Work item |
Return all the data below as it stands, minus the pictures.

Data provided Start Marker

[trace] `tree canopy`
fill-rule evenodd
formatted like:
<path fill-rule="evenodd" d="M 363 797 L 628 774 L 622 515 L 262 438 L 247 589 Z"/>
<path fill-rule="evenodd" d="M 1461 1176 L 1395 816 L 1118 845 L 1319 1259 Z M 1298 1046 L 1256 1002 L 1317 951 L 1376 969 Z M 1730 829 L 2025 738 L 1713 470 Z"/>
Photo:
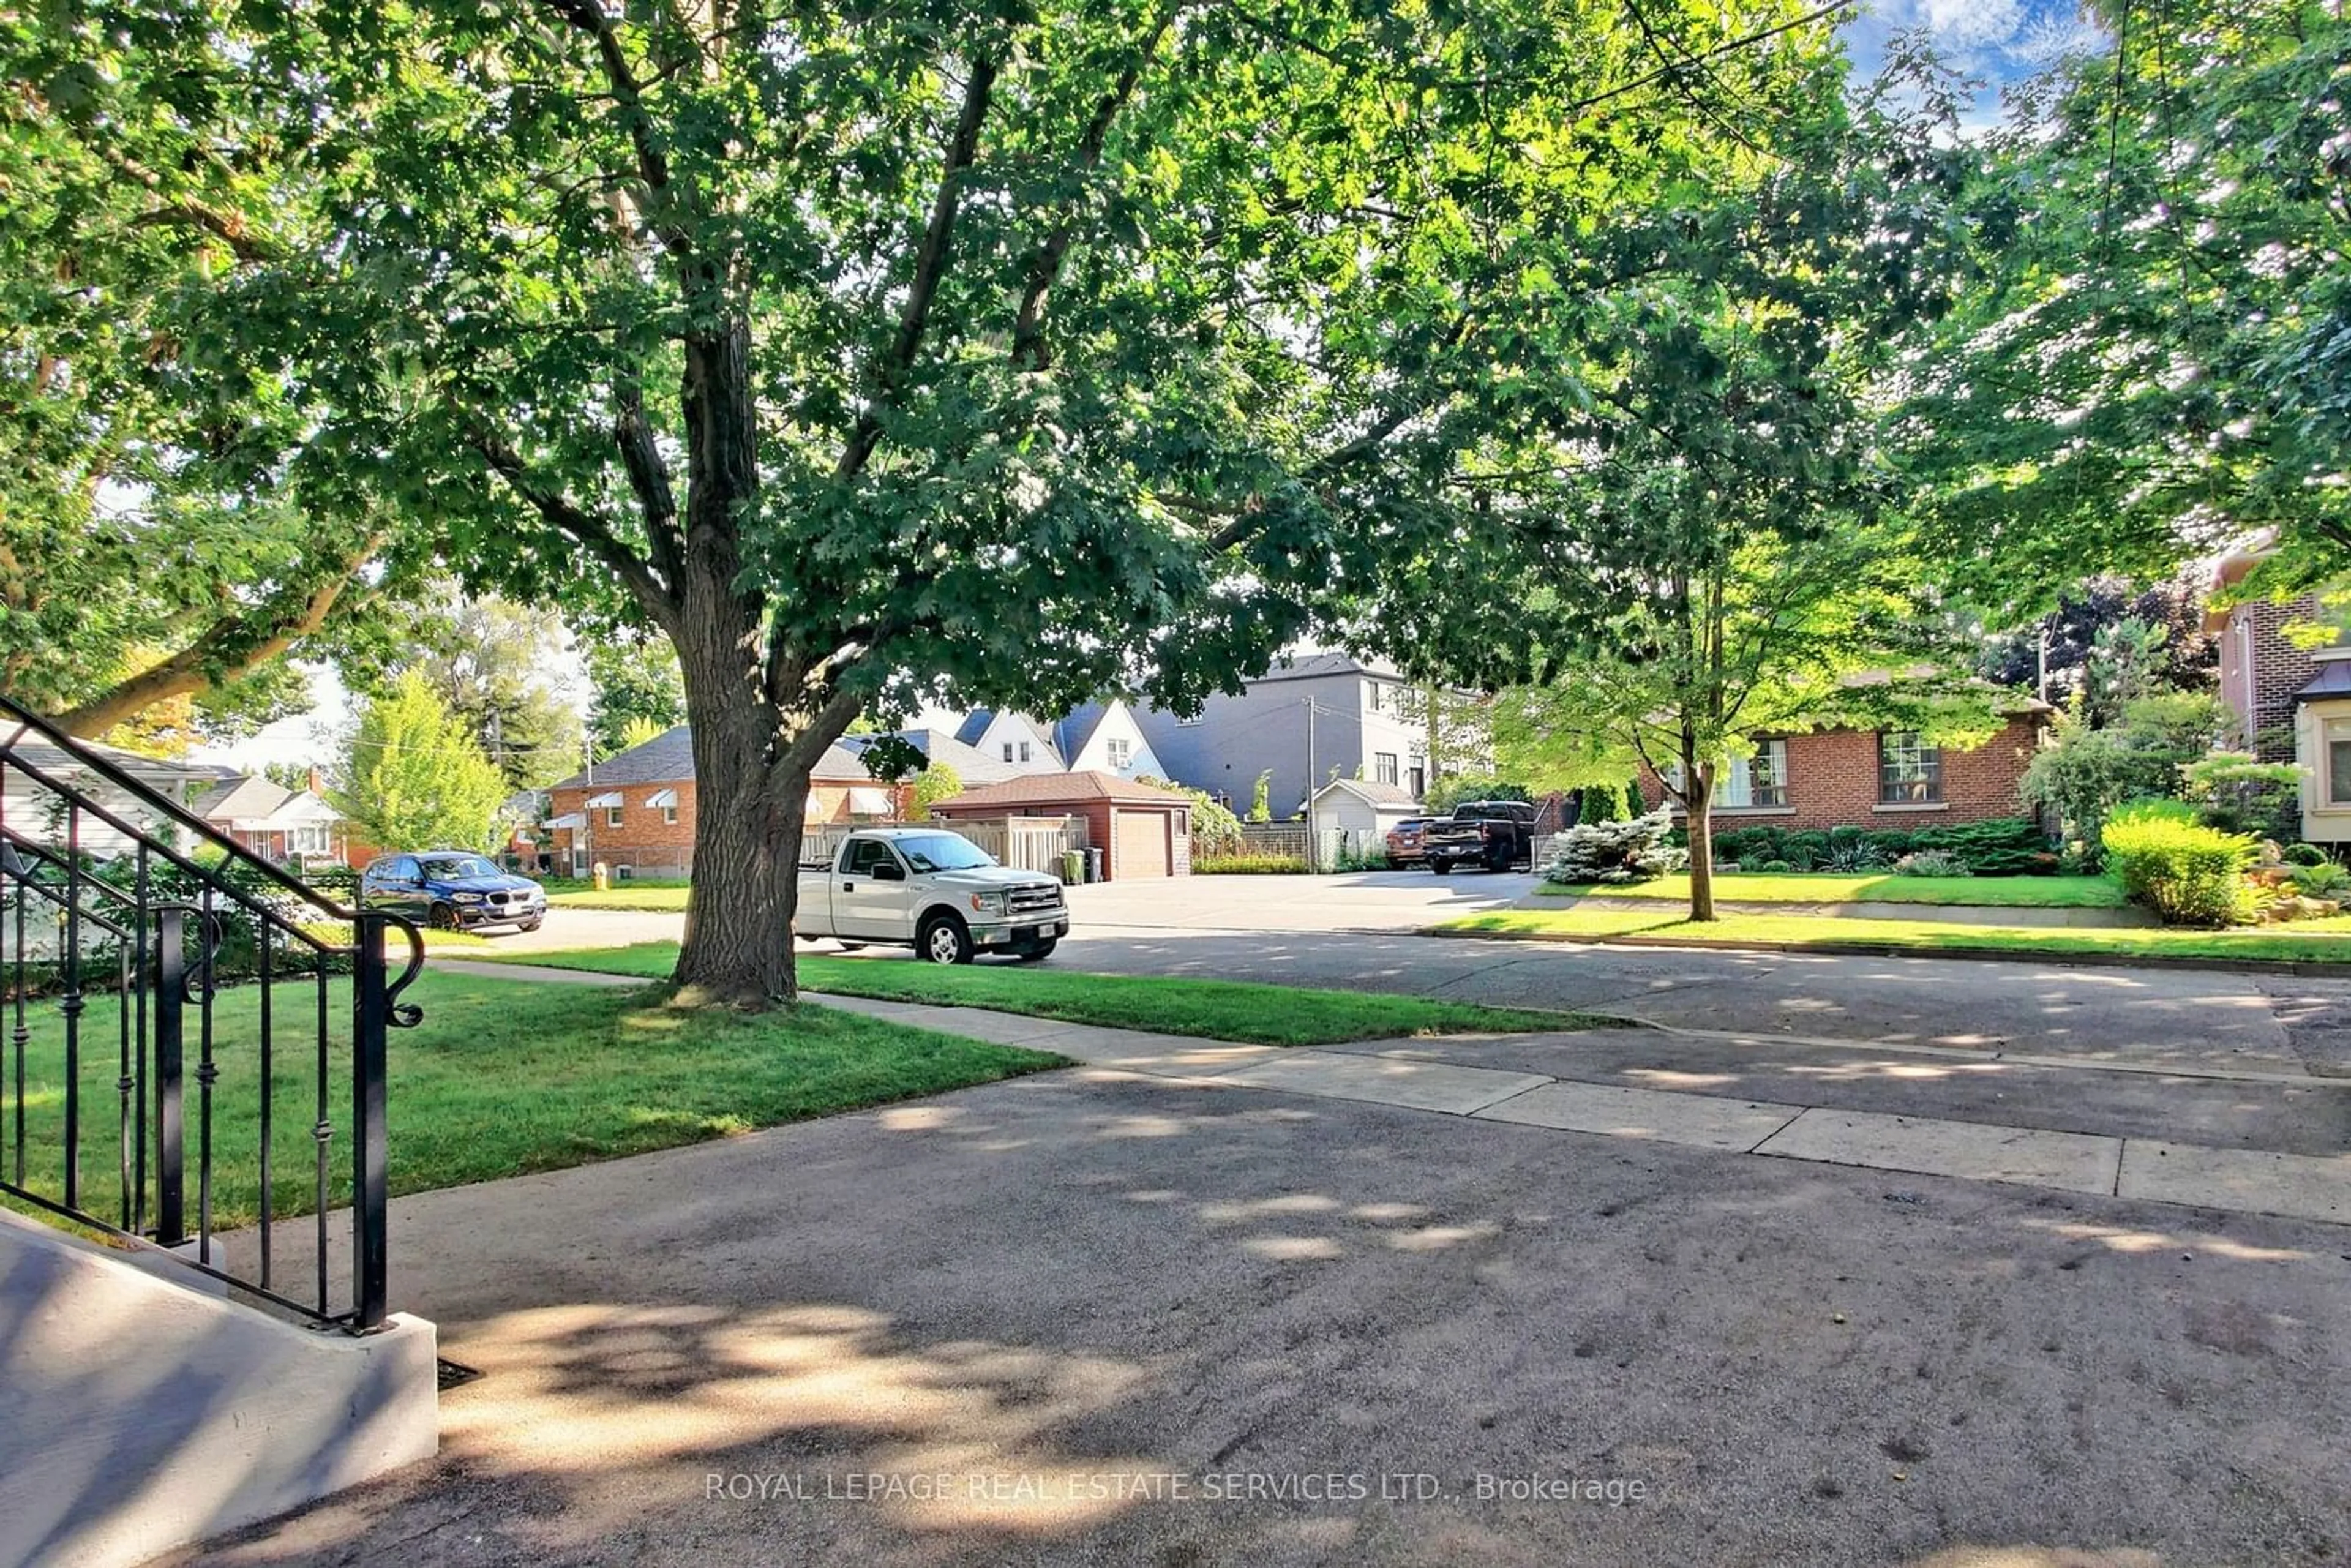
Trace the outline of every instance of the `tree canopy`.
<path fill-rule="evenodd" d="M 1994 624 L 2085 571 L 2266 531 L 2248 591 L 2351 566 L 2351 23 L 2307 0 L 2097 9 L 2108 52 L 1979 149 L 1979 286 L 1896 427 Z"/>
<path fill-rule="evenodd" d="M 676 644 L 677 977 L 738 999 L 853 716 L 1237 685 L 1448 526 L 1551 300 L 1667 259 L 1614 208 L 1834 87 L 1760 5 L 73 16 L 25 78 L 74 157 L 135 110 L 196 172 L 188 337 L 308 512 Z"/>
<path fill-rule="evenodd" d="M 275 308 L 305 209 L 215 22 L 0 17 L 0 680 L 80 735 L 174 699 L 214 734 L 297 711 L 287 657 L 401 580 L 396 518 L 308 460 L 317 389 L 219 329 Z"/>
<path fill-rule="evenodd" d="M 1848 114 L 1834 57 L 1782 70 L 1804 107 L 1770 147 L 1690 155 L 1597 256 L 1530 233 L 1555 257 L 1541 351 L 1464 416 L 1467 519 L 1401 556 L 1378 619 L 1416 668 L 1504 688 L 1506 773 L 1572 788 L 1637 760 L 1665 779 L 1699 918 L 1708 803 L 1749 737 L 1927 711 L 1973 653 L 1872 402 L 1950 287 L 1948 104 Z"/>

Data provided End Marker

Exercise response |
[trace] `tree canopy`
fill-rule evenodd
formatted like:
<path fill-rule="evenodd" d="M 363 797 L 628 774 L 622 515 L 262 438 L 247 589 Z"/>
<path fill-rule="evenodd" d="M 1461 1176 L 1395 816 L 1118 845 L 1319 1259 Z M 1298 1046 L 1256 1002 L 1317 951 L 1376 969 Z M 1730 829 L 2025 738 L 1713 470 Z"/>
Photo:
Trace the outline of every instance of the `tree canopy`.
<path fill-rule="evenodd" d="M 1994 624 L 2085 571 L 2266 531 L 2248 591 L 2351 566 L 2351 23 L 2307 0 L 2097 9 L 2108 52 L 1979 149 L 1979 286 L 1896 427 Z"/>
<path fill-rule="evenodd" d="M 676 644 L 677 977 L 738 999 L 853 716 L 1237 685 L 1448 526 L 1551 300 L 1667 259 L 1614 208 L 1834 87 L 1760 5 L 73 16 L 25 78 L 74 157 L 135 110 L 196 172 L 188 337 L 308 512 Z"/>
<path fill-rule="evenodd" d="M 275 308 L 305 209 L 215 22 L 0 17 L 0 680 L 80 735 L 174 699 L 214 734 L 297 711 L 287 657 L 401 580 L 396 518 L 308 460 L 317 389 L 219 329 Z"/>
<path fill-rule="evenodd" d="M 1848 114 L 1834 57 L 1782 70 L 1804 107 L 1770 147 L 1690 155 L 1597 256 L 1530 233 L 1555 257 L 1541 351 L 1464 416 L 1467 519 L 1401 556 L 1378 619 L 1416 668 L 1504 688 L 1506 773 L 1572 788 L 1637 760 L 1665 779 L 1699 918 L 1708 803 L 1749 737 L 1927 711 L 1973 653 L 1872 402 L 1950 287 L 1948 104 Z"/>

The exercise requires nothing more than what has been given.